**PROBLEM DESCRIPTION**: Write out every record in full, exactly as written, please.

(Collected data)
((
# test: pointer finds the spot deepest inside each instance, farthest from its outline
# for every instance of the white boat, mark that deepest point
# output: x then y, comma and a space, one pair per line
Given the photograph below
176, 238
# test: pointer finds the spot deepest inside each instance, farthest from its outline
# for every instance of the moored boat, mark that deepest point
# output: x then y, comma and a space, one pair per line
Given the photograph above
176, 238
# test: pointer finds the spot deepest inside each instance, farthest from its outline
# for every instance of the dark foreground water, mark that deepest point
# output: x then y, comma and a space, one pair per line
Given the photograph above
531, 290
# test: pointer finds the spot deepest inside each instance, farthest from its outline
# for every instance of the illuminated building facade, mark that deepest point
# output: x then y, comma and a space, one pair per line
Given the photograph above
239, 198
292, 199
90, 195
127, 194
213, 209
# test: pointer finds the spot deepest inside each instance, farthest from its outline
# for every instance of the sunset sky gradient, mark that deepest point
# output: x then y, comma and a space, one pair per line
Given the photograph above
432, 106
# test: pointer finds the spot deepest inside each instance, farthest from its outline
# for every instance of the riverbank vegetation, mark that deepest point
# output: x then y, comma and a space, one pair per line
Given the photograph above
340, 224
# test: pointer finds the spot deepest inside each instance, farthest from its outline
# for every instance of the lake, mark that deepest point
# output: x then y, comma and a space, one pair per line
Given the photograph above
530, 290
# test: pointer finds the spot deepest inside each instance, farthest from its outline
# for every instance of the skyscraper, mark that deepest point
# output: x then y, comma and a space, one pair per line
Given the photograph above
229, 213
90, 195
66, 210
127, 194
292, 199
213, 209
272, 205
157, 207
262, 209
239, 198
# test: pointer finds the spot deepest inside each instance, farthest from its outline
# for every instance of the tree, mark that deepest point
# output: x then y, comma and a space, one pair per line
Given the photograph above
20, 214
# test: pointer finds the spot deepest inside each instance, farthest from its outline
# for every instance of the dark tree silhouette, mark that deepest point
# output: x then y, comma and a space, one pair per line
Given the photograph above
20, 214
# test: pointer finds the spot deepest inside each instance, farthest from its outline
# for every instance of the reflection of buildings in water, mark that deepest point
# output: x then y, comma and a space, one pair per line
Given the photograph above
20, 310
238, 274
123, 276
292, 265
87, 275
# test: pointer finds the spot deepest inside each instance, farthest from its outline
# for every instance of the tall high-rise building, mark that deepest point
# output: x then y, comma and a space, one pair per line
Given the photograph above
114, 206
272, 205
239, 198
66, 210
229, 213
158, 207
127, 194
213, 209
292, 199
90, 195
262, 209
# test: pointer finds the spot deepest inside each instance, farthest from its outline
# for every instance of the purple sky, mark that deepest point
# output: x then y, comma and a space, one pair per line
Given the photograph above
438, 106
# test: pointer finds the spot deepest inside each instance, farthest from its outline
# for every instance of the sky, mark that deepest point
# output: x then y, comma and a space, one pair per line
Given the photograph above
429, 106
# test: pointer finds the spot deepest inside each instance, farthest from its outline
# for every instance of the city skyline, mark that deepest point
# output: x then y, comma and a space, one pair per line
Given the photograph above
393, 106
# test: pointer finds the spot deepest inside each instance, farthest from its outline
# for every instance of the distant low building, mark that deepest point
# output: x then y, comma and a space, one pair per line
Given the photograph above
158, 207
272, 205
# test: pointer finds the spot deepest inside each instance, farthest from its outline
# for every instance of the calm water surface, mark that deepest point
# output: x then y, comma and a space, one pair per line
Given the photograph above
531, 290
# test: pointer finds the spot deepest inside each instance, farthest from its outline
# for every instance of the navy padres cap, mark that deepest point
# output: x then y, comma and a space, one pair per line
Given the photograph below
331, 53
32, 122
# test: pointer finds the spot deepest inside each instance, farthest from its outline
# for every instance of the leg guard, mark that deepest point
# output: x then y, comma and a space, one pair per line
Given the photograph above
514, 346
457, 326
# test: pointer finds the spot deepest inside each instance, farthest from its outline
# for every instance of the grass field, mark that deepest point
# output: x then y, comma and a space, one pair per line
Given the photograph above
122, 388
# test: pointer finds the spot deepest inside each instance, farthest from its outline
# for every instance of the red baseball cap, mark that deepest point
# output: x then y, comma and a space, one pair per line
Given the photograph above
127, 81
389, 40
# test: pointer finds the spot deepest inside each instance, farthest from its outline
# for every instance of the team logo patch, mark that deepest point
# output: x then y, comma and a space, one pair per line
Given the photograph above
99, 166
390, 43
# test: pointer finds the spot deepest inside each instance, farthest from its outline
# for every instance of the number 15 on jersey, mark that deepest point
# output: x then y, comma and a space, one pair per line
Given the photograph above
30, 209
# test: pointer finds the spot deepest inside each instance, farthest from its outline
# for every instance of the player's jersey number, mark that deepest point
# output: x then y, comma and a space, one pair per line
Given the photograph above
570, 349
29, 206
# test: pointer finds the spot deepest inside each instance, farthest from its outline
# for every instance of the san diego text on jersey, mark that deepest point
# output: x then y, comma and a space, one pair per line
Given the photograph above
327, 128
))
**THE RESPONSE**:
# test: pointer finds the spot deepest inside each instance, farthest from its outline
# for every instance of the white boat, mark that deepest point
# output: x then y, comma and a space, one pair per line
Given the photograph below
176, 238
# test: pointer finds the spot deepest inside each instance, farthest from its outline
# for every instance of the moored boat, mark that deepest point
# output: x then y, comma and a space, one pair per line
Given the photograph above
176, 238
# test: pointer finds the spot deepest inside each instance, farthest from its outline
# for every instance of the dark foreground water, mark that deepest point
# output: x then y, comma and a space, one pair per line
Given the photograph above
531, 290
# test: pointer finds the spot deepest inside each instance, farthest from its outline
# for every instance of the illuminated building facade, mark that deepest point
# output: x then y, comma and a space, one pair per line
Given the photograph above
239, 198
292, 199
90, 195
127, 194
213, 209
# test: pointer finds the spot deepest inside each instance, farthest from its outline
# for every instance of the sunset sky gradient, mark that deepest point
# output: x then y, comma and a space, one pair per line
Given the photograph above
432, 106
# test: pointer finds the spot deepest inside each instance, farthest from its outline
# for every instance of the riverbank vegetation, mark that deepest point
# output: x then y, comma and a space, one pair per line
Given the photograph above
340, 224
# test: pointer finds the spot deepest inside each instance, farthest from its outline
# for every instance of the lake, mark that deepest point
# output: x then y, comma and a space, one pair per line
Given the photograph above
530, 290
# test: pointer finds the spot deepest inside each instance, farthest from its outline
# for every instance of the skyscraper, mark that deepest point
# output: x then y, comma and a space, one pair per line
Given the photograph above
229, 213
90, 195
66, 210
127, 194
292, 199
213, 209
272, 205
157, 207
262, 209
239, 198
# test: pointer finds the spot deepest inside each instance, farthest from its outline
# for every instance of the tree, mark that deepest point
# output: x then y, comma and a space, one pair per line
Given the photograph above
20, 214
# test: pointer finds the spot deepest inside each instance, farthest from its outline
# for every instance of the dark tree silhouette, mark that deepest point
# output: x then y, comma and a space, one pair per line
Given the photograph above
20, 214
# test: pointer finds the spot deepest inside each instance, farthest from its outline
# for every instance of the reflection of buildings in water, mark that deepest point
# output: x then y, comma and a space, one pair per line
Given the photograph above
20, 310
238, 274
123, 276
292, 265
87, 275
# test: pointer finds the spot deepest inside each instance, farthest from its outline
# for every instance of the tall high-rise building, mark that deepest point
# output: x then y, comma and a space, one pair per line
Given the photograph above
114, 206
272, 205
239, 198
66, 210
229, 213
158, 207
127, 194
213, 209
292, 199
90, 195
262, 209
# test: pointer finds the spot deepest inside each instance, farthest from its outline
# for every instance of the purple sky, mark that deepest point
# output: x then y, comma and a space, one pair per line
Given the photograph above
438, 106
# test: pointer finds the spot deepest inside each instance, farthest from its outline
# for every instance of the sky, mark that deepest point
# output: x then y, comma and a space, one pair per line
Given the photograph above
429, 106
# test: pointer finds the spot deepest inside each instance, farthest from its outline
# for every instance of the city skyline, mark that deepest point
# output: x then y, comma and a space, one pair per line
Given the photograph above
393, 106
# test: pointer finds the spot deepest inside each instance, farthest from its outline
# for every instance of the distant low building, mark that deepest point
# output: x then y, comma and a space, one pair per line
Given the photograph above
158, 207
272, 205
# test: pointer finds the spot deepest inside each instance, farthest from its outline
# for every instance of the calm water surface, mark that deepest point
# output: x then y, comma and a space, one pair per line
Given the photograph above
531, 290
# test: pointer finds the spot deepest inside each instance, farthest from its outline
# for every instance of the navy padres cap, mark that deepest point
# output: x then y, comma and a space, one pair per line
Given the photograph below
331, 53
32, 122
# test: pointer finds the spot deepest inside each instance, farthest from its outline
# for every instance of the leg guard, mark that deepest point
# output: x then y, comma and a space, one pair per line
Given the photograph above
514, 346
457, 326
# test: pointer finds the spot deepest inside each instance, farthest from its outline
# for every instance of the grass field, mark that deepest point
# output: x then y, comma and a space, one pair per line
Given the photograph above
122, 388
# test: pointer finds the spot deepest inside each instance, farthest from its outline
# for every instance of the red baseball cap, mark that deepest point
# output: x then y, comma and a space, one pair per line
Given the photograph above
127, 81
389, 40
# test: pointer finds the spot deepest inside each instance, farthest from its outline
# for every instance of the team logo patch, mark that deepest point
# output: x then y, comma and a space, one pair per line
Given the photograph above
99, 166
390, 43
# test: pointer finds the spot deepest inside each instance, farthest from its outline
# for every instance of the number 15 on jersey, mark that deepest point
# output: x then y, comma and a space, one pair per line
Given the photograph above
30, 209
# test: pointer finds the spot deepest inside each instance, farthest from its outline
# for every instance of the player's jersey number, mark that deepest point
# output: x then y, comma and a space, one pair per line
Given the photograph above
570, 349
29, 206
# test: pointer finds the spot deepest inside each instance, farthest from its outline
# for every instance of the san diego text on jersey, mark that deepest point
# output: x then y, comma and a space, one pair per line
Given the photograph above
327, 128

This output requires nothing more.